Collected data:
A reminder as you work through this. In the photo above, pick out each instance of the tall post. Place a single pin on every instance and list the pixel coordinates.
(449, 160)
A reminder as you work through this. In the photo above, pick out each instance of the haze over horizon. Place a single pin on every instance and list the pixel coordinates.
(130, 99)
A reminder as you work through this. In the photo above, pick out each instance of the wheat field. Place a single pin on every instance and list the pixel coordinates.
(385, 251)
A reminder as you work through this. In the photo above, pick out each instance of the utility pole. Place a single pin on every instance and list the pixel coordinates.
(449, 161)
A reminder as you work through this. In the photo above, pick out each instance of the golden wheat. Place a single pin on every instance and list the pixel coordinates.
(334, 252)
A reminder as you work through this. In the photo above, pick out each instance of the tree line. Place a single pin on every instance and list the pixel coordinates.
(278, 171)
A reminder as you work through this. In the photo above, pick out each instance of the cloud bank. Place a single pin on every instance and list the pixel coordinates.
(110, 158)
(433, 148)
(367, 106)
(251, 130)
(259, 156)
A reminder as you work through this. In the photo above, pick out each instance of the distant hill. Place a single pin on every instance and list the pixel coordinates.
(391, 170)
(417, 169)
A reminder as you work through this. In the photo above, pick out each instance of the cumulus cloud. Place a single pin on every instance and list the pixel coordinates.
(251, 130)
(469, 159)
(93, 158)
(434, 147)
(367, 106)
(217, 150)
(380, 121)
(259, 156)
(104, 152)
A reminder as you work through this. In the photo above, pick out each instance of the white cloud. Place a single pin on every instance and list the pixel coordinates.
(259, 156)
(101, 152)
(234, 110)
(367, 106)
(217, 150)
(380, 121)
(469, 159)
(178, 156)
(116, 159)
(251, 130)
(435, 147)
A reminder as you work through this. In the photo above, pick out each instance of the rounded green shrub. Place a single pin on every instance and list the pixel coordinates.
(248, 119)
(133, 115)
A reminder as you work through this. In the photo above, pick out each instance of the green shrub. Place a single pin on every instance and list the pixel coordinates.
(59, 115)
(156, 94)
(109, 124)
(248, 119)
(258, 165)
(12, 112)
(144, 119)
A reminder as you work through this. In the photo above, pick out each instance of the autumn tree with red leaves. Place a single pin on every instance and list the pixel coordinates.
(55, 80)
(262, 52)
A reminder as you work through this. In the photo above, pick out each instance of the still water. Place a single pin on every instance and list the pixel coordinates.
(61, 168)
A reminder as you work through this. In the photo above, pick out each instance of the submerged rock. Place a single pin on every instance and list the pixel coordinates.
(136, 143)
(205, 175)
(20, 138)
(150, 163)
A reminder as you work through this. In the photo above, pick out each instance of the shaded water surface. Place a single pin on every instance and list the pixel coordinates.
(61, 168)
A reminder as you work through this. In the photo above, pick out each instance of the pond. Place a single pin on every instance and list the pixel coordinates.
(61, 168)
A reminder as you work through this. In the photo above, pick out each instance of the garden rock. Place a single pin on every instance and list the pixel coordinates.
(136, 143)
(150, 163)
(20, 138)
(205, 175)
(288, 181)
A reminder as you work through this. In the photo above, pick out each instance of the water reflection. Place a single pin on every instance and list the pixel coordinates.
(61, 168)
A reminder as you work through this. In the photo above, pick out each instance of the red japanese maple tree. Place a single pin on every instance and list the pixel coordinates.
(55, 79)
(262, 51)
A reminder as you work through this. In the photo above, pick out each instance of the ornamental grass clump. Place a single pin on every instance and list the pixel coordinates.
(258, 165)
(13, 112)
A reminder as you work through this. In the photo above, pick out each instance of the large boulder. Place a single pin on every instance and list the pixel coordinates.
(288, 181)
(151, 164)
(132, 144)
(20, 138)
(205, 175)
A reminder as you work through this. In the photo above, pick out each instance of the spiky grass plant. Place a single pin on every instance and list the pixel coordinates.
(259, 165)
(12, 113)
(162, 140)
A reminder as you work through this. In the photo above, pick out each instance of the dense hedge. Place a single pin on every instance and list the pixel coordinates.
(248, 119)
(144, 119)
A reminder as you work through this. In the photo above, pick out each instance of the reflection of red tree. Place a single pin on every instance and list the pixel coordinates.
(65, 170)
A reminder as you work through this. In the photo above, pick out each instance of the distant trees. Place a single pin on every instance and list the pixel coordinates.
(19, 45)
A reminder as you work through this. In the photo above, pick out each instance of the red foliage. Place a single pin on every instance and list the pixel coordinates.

Exercise prompt: Extract all of the data shown above and repeat it verbatim.

Output of the task:
A reminder as you work through this. In the photo above, pick out each instance of the tall post. Place a single pin on every instance and list the pixel coordinates.
(449, 160)
A reminder as you work through this. In the photo above, pick out each instance of the haze over horizon. Place a single pin on every instance and list the pixel coordinates.
(130, 99)
A reminder as you work through this. In the photo above, pick out each instance of the wheat field. Place a single pin on every instance and list the pixel coordinates.
(385, 251)
A reminder as you work through this. In the photo above, pick out each instance of the utility pole. Place a single pin on every instance and list the pixel coordinates.
(449, 161)
A reminder as you work through this. In the photo above, pick out each instance of the golden wheat. Place a single pin on every instance and list the pixel coordinates.
(334, 252)
A reminder as you work through this. In the photo above, pick out each instance of the tree line. Place a single pin on every instance and list the pixel coordinates.
(278, 171)
A reminder as you work through this. In the photo above, pick out each instance of the cloud bank. Place a single pin on every instance and list the pixel coordinates.
(110, 158)
(433, 148)
(367, 106)
(251, 130)
(259, 156)
A reminder as you work through this. In the photo above, pick out each instance of the distant hill. Place a single pin on every instance and list the pixel coordinates.
(391, 170)
(417, 169)
A reminder as you work through this. In the photo above, pick out each instance of the cumulus cloud. Place a single pin on every instance and list the pixel coordinates.
(251, 130)
(469, 159)
(93, 158)
(434, 147)
(367, 106)
(217, 150)
(380, 121)
(259, 156)
(104, 152)
A reminder as you work through this. In the photo above, pick out each instance of the white cloud. Place a single pin on every instance and list the pixel coordinates.
(259, 156)
(101, 152)
(234, 110)
(367, 106)
(217, 150)
(380, 121)
(469, 159)
(178, 156)
(116, 159)
(251, 130)
(435, 147)
A reminder as you work through this. In the photo above, pick out each instance of the rounded green shrub. Place a single pin on every instance and list the pixel coordinates.
(248, 119)
(133, 115)
A reminder as you work through this. In the photo above, pick out each instance of the green shrub. Place a single pin on every instance and list the pixel coordinates.
(59, 115)
(156, 94)
(109, 124)
(248, 119)
(258, 165)
(12, 112)
(144, 119)
A reminder as you work through this. In the photo above, pick out each instance of the autumn tree with red leaves. Place a single pin on every instance and list the pixel coordinates.
(55, 80)
(262, 52)
A reminder as you work through this. In the photo above, pick out each instance of the still water. Place a single pin on every instance and list the pixel coordinates.
(61, 168)
A reminder as you work through this. In the photo above, pick out each instance of the submerged rock. Place a single pin on every instance and list the pixel coordinates.
(136, 143)
(205, 175)
(20, 138)
(150, 163)
A reminder as you work through this. In the photo above, pick out each instance of the shaded water surface. Place a single pin on every instance and list the pixel coordinates.
(61, 168)
A reminder as you work through this. In the photo above, pick out each instance of the pond. Place a single pin on every instance and list the pixel coordinates.
(61, 168)
A reminder as you work through this. In the photo above, pick out each instance of the garden rock. Place a single pin on every instance and list the pixel coordinates.
(136, 143)
(150, 163)
(20, 138)
(205, 175)
(288, 181)
A reminder as you work through this. In the photo above, pick out each instance of the water reflection. Place a single pin on every instance and list the pixel coordinates.
(61, 168)
A reminder as you work through this. In the photo above, pick out each instance of the red japanese maple tree. Place a single pin on every instance and list the pixel coordinates.
(55, 79)
(262, 51)
A reminder as you work through this. In the photo above, pick out each instance of the ornamental grass clump. Place a single pin on every instance and list the pixel coordinates.
(258, 165)
(13, 112)
A reminder as you work through this. In the photo above, pick out each instance of the large boulder. Place a single pin on every instance and list the pixel coordinates.
(288, 181)
(151, 164)
(132, 144)
(20, 138)
(205, 175)
A reminder as you work through this. In the photo above, pick out each instance of the spiky grass plant. Place a single pin on every instance and list the pixel coordinates.
(259, 165)
(12, 113)
(162, 140)
A reminder as you work through this. In the photo above, pick out each instance of the dense hedge. Place a single pin on every instance and list the pixel coordinates.
(248, 119)
(144, 119)
A reminder as you work through this. In the photo above, pick out each instance of the reflection of red tree. Place a single pin on every instance and list the pixel coordinates.
(65, 170)
A reminder as you work through this. In the photo above, pick out each instance of the distant trees. Place a single pin on every instance and list the pixel coordinates.
(19, 45)
A reminder as you work through this. In the photo above, pick out each instance of the red foliage. Place a single pin on every instance and list the pixel coordinates.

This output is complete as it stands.